Lines of data
* * * * * * * * *
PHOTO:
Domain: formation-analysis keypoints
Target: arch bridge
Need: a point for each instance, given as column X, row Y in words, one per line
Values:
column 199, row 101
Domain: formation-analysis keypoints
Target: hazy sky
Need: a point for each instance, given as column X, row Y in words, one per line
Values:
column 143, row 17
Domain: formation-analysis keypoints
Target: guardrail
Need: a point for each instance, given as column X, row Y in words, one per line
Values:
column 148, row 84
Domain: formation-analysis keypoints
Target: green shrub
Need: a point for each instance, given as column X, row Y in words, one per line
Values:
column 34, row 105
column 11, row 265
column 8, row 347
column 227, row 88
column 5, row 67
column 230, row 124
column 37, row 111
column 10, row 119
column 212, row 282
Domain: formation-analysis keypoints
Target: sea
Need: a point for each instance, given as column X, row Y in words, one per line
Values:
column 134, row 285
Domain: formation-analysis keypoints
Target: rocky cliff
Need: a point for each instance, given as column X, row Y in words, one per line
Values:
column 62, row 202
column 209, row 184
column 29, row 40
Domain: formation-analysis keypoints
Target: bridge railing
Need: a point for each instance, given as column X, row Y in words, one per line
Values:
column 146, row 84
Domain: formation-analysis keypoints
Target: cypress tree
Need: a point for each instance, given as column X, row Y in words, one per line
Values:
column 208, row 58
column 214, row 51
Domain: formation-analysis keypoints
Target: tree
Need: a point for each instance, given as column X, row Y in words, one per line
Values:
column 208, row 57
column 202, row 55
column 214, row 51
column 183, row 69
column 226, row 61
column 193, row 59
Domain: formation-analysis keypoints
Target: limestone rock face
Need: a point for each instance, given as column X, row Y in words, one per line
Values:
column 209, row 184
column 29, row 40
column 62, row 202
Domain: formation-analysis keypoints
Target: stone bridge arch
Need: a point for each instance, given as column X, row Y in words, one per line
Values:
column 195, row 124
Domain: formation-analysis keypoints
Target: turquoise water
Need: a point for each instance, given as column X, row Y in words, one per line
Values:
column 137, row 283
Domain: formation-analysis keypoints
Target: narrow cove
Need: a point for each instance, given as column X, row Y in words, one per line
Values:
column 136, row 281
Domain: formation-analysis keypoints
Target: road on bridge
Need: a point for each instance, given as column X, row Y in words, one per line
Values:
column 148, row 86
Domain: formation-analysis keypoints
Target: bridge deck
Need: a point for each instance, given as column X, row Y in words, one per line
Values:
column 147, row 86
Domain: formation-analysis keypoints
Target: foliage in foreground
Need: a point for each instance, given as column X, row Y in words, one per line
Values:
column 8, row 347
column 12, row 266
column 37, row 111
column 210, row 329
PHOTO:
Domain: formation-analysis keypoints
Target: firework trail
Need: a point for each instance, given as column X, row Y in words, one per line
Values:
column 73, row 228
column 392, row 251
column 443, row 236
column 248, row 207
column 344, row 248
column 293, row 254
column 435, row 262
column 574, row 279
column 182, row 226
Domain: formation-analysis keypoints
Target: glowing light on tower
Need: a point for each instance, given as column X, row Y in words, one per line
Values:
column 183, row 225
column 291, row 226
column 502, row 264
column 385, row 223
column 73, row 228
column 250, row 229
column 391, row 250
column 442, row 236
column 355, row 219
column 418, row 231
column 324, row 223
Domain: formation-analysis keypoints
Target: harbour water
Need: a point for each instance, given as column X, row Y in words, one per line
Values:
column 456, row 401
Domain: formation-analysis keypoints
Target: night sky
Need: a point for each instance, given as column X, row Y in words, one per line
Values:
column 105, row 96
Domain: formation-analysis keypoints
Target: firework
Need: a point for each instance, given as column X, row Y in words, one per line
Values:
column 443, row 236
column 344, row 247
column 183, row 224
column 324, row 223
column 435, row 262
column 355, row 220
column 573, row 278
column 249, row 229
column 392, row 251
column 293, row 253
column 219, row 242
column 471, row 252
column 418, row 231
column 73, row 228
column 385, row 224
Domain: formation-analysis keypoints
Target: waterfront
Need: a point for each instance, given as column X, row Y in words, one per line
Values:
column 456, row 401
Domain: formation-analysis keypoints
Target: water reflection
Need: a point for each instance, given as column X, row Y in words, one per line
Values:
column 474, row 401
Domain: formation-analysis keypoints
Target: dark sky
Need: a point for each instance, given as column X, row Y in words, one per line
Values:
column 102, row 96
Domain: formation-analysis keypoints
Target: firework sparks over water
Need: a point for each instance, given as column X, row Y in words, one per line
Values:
* * * * * * * * *
## [Stated problem]
Rewrite the data from the first line up to and including the line with "column 193, row 59", changing each "Values" to "Coordinates" and leaving everything else unchanged.

## [Written solution]
PHOTO:
Domain: formation-analysis keypoints
Target: arch bridge
Need: a point for each instance, given as column X, row Y in words, one per line
Coordinates:
column 199, row 101
Domain: formation-analysis keypoints
Target: hazy sky
Need: a point for each instance, given as column X, row Y in words, one per line
Coordinates:
column 143, row 17
Domain: formation-analysis keypoints
Target: guardrail
Need: a point for each instance, given as column X, row Y in words, one per line
Coordinates:
column 148, row 84
Domain: formation-analysis keypoints
Target: green shrub
Need: a point for each instance, given as column X, row Y in words, one per line
Coordinates:
column 34, row 105
column 11, row 265
column 8, row 347
column 227, row 88
column 5, row 67
column 230, row 124
column 37, row 111
column 10, row 119
column 212, row 282
Domain: formation-analysis keypoints
Target: sea
Need: a point for each instance, given as column X, row Y in words, one per line
Coordinates:
column 134, row 285
Domain: formation-analysis keypoints
Target: rocky cliff
Need: a point for each instance, given as column X, row Y in words, one per line
Coordinates:
column 62, row 202
column 209, row 184
column 29, row 40
Domain: formation-analysis keypoints
Target: bridge railing
Need: a point for each instance, given as column X, row Y in words, one per line
Coordinates:
column 146, row 84
Domain: formation-analysis keypoints
Target: cypress tree
Need: a point for each instance, given as column X, row Y in words, one per line
Coordinates:
column 208, row 58
column 214, row 51
Domain: formation-analysis keypoints
Target: tree
Need: a point for each instance, given as column X, row Y in words, one per line
Coordinates:
column 208, row 57
column 202, row 55
column 214, row 51
column 183, row 69
column 226, row 61
column 193, row 59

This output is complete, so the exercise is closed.